[WHAT YOU SHOULD DO] Can you show every line of the records below that contains the string "street", copying each line in full?

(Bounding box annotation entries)

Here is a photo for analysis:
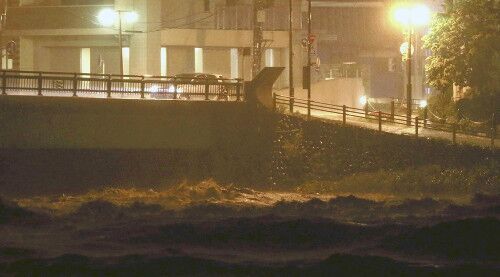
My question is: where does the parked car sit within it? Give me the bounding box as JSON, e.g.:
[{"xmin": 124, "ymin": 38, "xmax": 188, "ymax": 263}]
[{"xmin": 149, "ymin": 73, "xmax": 229, "ymax": 100}]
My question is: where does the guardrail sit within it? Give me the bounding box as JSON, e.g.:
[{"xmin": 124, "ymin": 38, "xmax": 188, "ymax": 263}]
[
  {"xmin": 273, "ymin": 94, "xmax": 499, "ymax": 148},
  {"xmin": 0, "ymin": 70, "xmax": 245, "ymax": 101}
]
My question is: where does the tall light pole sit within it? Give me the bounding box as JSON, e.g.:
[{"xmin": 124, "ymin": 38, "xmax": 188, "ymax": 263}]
[
  {"xmin": 288, "ymin": 0, "xmax": 295, "ymax": 113},
  {"xmin": 394, "ymin": 5, "xmax": 430, "ymax": 126},
  {"xmin": 307, "ymin": 0, "xmax": 312, "ymax": 118},
  {"xmin": 0, "ymin": 0, "xmax": 9, "ymax": 69},
  {"xmin": 97, "ymin": 9, "xmax": 138, "ymax": 76}
]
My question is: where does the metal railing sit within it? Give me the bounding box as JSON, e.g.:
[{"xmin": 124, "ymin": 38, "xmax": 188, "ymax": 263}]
[
  {"xmin": 273, "ymin": 94, "xmax": 499, "ymax": 148},
  {"xmin": 0, "ymin": 70, "xmax": 245, "ymax": 101}
]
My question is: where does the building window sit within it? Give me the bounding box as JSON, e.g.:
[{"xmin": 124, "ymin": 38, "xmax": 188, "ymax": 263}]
[
  {"xmin": 160, "ymin": 47, "xmax": 168, "ymax": 76},
  {"xmin": 266, "ymin": 49, "xmax": 274, "ymax": 67},
  {"xmin": 194, "ymin": 48, "xmax": 203, "ymax": 73},
  {"xmin": 80, "ymin": 48, "xmax": 90, "ymax": 74},
  {"xmin": 231, "ymin": 48, "xmax": 240, "ymax": 79},
  {"xmin": 122, "ymin": 47, "xmax": 130, "ymax": 75}
]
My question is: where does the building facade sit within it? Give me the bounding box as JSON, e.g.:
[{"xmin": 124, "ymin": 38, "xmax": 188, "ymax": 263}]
[{"xmin": 2, "ymin": 0, "xmax": 438, "ymax": 98}]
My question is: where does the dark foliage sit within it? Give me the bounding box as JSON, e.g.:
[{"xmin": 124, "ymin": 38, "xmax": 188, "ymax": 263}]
[
  {"xmin": 0, "ymin": 252, "xmax": 500, "ymax": 276},
  {"xmin": 384, "ymin": 218, "xmax": 500, "ymax": 261}
]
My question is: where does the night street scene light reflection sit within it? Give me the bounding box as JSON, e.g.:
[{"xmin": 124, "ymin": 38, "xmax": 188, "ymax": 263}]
[{"xmin": 0, "ymin": 0, "xmax": 500, "ymax": 276}]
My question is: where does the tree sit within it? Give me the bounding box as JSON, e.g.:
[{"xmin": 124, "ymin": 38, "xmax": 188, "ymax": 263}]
[{"xmin": 424, "ymin": 0, "xmax": 500, "ymax": 101}]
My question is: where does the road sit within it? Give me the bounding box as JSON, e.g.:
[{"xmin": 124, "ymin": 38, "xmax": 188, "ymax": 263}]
[{"xmin": 288, "ymin": 105, "xmax": 500, "ymax": 149}]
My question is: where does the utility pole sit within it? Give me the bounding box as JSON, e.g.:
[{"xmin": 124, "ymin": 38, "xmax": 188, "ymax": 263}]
[
  {"xmin": 307, "ymin": 0, "xmax": 312, "ymax": 118},
  {"xmin": 0, "ymin": 0, "xmax": 9, "ymax": 69},
  {"xmin": 252, "ymin": 0, "xmax": 267, "ymax": 77},
  {"xmin": 288, "ymin": 0, "xmax": 295, "ymax": 113},
  {"xmin": 118, "ymin": 11, "xmax": 123, "ymax": 78},
  {"xmin": 406, "ymin": 24, "xmax": 413, "ymax": 126}
]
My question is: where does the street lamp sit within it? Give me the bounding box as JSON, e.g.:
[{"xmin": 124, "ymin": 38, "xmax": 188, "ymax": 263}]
[
  {"xmin": 97, "ymin": 9, "xmax": 139, "ymax": 76},
  {"xmin": 393, "ymin": 4, "xmax": 431, "ymax": 125}
]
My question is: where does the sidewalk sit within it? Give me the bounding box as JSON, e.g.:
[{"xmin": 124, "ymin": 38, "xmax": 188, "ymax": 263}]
[{"xmin": 288, "ymin": 107, "xmax": 500, "ymax": 149}]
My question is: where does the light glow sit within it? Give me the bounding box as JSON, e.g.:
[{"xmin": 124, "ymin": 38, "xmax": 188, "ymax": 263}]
[
  {"xmin": 418, "ymin": 100, "xmax": 428, "ymax": 109},
  {"xmin": 393, "ymin": 5, "xmax": 431, "ymax": 27},
  {"xmin": 149, "ymin": 85, "xmax": 160, "ymax": 93},
  {"xmin": 359, "ymin": 95, "xmax": 368, "ymax": 106},
  {"xmin": 125, "ymin": 12, "xmax": 139, "ymax": 23},
  {"xmin": 97, "ymin": 9, "xmax": 117, "ymax": 27}
]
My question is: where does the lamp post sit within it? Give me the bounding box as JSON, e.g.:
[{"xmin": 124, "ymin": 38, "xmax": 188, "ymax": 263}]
[
  {"xmin": 394, "ymin": 5, "xmax": 430, "ymax": 126},
  {"xmin": 288, "ymin": 0, "xmax": 295, "ymax": 113},
  {"xmin": 307, "ymin": 0, "xmax": 312, "ymax": 119},
  {"xmin": 97, "ymin": 9, "xmax": 138, "ymax": 77}
]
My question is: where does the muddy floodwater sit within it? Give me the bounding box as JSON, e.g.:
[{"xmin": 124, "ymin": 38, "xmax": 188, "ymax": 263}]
[{"xmin": 0, "ymin": 180, "xmax": 500, "ymax": 276}]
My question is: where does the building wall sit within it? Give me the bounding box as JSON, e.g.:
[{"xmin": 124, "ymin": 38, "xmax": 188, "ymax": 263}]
[{"xmin": 203, "ymin": 48, "xmax": 231, "ymax": 77}]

[THE SOLUTION]
My question is: where does the night street scene light reflection sit within it? Give me the bounding box as JSON, e.g.:
My question is: where does the street lamp sit within it? Give me the bounding box as JSON, e.g.:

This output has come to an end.